§ TEXT SECTION:
=== Section Start ===
Synopsis
This is the first study to argue that cinema and television in Spain only make sense when considered together as twin vehicles for screen fiction. It analyses films by Almodovar and Amenabar as well as top rated, prize winning television drama. Make the connection between Spanish television and the Latin American genre of telenovela. This pioneering book is the first to argue that cinema and television in Spain only make sense when considered together as twin vehicles for screen fiction. The Spanish audiovisual sector is now one of the most successful in the world, with feature films achieving wider distribution in foreign markets than nations with better known cinematic traditions and newly innovative TV formats, already dominant at home, now widely exported. Beyond the industrial context, which has seen close convergence of the two media, this book also examines the textual evidence for crossover between cinema and television at the level of narrative and form. The book, which is of interest to both Hispanic and media studies, gives new readings of some well-known texts and discovers new or forgotten ones. For example, it compares Almodovar's classic feature "Mujeres al borde de un ataque de nervios" ("Women on the Verge of a Nervous Breakdown") with his production company El Deseo's first venture into TV production, the 2006 series also known as "Mujeres" ("Women"). It also reclaims the lost history of female flat share comedy on Spanish TV from the 1960s to the present day. It examines a wide range of prize winning workplace drama on TV, from police shows, to hospital and legal series. Amenabar's "Mar adentro" ("The Sea Inside") an Oscar-winning film on the theme of euthanasia, is contrasted with its antecedent, an episode of national network Tele5's top-rated drama Periodistas. The book also traces the attempt to establish a Latin American genre, the telenovela, in the very different context of Spanish scheduling. Finally, it proposes two new terms: 'Auteur TV' charts the careers of creators who have established distinctive profiles in television over decades; 'sitcom cinema' charts, conversely, the incursion of television aesthetics and economics into the film comedies that have proved amongst the most popular features at the Spanish box office in the last decade.
À propos de l?auteur
Paul Julian Smith has been the Professor of Spanish in the Faculty of Modern and Medieval Languages of the University of Cambridge since 1991 and Visiting Professor in ten universities (including Stanford, UC Berkeley, NYU's King Juan Carlos Chair, Johns Hopkins, Universidad del Pais Vasco, and Lund, Sweden). He has given over one hundred invited lectures and conference papers around the world and is the author of fourteen books. He is a regular contributor to Sight & Sound, the magazine of the British Film Institute, and the Guardian Film Blog, and is a Trustee of the British University Film and Video Council. He is one of four founding editors of the Journal of Spanish Cultural Studies and was the editor of the book series Oxford Hispanic Studies, published by Oxford University Press.
=== Section End ===
§ GIVEN ENTRIES:
=== Section Start ===
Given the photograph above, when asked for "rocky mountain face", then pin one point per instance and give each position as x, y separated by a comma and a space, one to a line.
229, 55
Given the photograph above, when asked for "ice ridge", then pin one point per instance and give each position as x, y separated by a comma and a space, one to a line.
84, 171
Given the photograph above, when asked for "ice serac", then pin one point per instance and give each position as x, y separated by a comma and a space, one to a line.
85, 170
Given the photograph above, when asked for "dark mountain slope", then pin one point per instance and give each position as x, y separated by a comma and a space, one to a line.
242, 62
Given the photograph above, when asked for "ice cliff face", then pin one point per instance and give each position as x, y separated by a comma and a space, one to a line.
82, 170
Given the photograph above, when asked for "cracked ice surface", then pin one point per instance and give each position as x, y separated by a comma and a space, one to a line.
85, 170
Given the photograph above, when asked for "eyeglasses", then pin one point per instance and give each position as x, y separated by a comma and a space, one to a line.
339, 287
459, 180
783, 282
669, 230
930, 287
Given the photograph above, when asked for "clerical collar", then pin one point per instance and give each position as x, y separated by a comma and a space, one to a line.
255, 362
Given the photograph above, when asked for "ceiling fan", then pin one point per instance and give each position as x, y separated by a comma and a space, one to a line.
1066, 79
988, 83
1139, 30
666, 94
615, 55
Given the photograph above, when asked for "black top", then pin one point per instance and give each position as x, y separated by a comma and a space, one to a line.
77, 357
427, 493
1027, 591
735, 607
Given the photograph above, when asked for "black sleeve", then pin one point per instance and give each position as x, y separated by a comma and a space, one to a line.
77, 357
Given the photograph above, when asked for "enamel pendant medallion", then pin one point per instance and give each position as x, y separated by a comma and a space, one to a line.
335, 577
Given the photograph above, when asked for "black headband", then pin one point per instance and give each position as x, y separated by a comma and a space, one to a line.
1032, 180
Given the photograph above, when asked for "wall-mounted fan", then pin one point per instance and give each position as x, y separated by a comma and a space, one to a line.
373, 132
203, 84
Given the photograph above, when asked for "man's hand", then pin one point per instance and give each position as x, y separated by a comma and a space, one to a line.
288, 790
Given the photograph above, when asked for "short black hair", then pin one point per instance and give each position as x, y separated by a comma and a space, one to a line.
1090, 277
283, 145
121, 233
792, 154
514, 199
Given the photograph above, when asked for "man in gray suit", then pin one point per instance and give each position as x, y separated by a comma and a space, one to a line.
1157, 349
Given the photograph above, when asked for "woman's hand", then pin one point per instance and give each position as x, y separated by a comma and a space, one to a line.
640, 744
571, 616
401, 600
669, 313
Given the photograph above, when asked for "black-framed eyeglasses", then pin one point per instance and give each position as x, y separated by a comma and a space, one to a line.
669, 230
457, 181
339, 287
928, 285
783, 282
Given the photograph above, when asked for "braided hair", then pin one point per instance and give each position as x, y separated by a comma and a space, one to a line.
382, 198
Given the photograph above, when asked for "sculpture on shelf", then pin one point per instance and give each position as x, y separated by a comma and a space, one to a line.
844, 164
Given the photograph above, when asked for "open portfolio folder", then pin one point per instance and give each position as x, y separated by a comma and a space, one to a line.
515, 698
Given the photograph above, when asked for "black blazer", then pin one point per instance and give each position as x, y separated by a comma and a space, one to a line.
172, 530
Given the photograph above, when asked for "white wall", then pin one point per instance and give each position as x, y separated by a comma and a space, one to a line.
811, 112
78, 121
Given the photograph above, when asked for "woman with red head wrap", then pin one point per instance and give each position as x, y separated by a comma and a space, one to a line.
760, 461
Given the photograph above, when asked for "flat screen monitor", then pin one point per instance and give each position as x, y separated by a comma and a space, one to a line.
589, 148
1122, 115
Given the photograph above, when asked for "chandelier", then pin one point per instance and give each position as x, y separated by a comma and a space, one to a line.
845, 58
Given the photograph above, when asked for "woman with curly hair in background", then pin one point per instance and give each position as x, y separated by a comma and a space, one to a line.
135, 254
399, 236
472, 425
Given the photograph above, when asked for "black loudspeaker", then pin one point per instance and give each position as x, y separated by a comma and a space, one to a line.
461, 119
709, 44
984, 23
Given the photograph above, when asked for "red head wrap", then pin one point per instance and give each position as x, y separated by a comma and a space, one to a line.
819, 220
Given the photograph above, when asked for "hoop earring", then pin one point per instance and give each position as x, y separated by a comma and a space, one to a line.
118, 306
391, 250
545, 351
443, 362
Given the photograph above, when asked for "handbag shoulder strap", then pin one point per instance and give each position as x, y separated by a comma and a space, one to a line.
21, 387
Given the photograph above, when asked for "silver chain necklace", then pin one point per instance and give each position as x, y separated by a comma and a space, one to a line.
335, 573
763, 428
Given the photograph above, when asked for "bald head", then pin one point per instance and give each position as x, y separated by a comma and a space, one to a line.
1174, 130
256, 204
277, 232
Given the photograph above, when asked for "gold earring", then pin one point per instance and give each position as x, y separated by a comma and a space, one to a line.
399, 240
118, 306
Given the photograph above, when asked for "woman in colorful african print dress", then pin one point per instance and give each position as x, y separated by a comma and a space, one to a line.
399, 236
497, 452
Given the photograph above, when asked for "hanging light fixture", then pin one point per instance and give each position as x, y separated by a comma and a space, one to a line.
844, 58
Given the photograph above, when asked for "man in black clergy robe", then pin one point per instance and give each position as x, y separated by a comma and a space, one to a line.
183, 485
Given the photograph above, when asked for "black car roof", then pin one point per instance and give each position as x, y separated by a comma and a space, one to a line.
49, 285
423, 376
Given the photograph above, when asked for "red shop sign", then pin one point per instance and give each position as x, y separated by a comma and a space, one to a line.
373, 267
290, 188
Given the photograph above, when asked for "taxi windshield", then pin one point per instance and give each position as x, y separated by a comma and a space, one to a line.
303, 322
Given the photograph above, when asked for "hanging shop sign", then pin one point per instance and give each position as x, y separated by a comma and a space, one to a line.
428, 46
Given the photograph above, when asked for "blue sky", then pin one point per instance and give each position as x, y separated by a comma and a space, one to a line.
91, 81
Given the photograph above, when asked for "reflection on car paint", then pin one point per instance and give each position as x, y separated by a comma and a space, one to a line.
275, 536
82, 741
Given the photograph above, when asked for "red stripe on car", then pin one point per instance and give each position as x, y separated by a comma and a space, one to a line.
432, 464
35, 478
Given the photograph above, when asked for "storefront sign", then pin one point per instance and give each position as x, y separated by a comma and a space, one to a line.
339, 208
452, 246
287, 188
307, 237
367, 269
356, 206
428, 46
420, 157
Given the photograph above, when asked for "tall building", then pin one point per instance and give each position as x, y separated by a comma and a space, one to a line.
=== Section End ===
§ TASK SET:
A. According to the book description, which Amenabar film is contrasted with an episode of the drama Periodistas?
B. Write out the book description from "À propos de" to "Oxford University Press.", inclusive.

§ SOLUTIONS TO THE EXERCISE:
A. "Mar adentro" ("The Sea Inside")

B.
À propos de l?auteur
Paul Julian Smith has been the Professor of Spanish in the Faculty of Modern and Medieval Languages of the University of Cambridge since 1991 and Visiting Professor in ten universities (including Stanford, UC Berkeley, NYU's King Juan Carlos Chair, Johns Hopkins, Universidad del Pais Vasco, and Lund, Sweden). He has given over one hundred invited lectures and conference papers around the world and is the author of fourteen books. He is a regular contributor to Sight & Sound, the magazine of the British Film Institute, and the Guardian Film Blog, and is a Trustee of the British University Film and Video Council. He is one of four founding editors of the Journal of Spanish Cultural Studies and was the editor of the book series Oxford Hispanic Studies, published by Oxford University Press.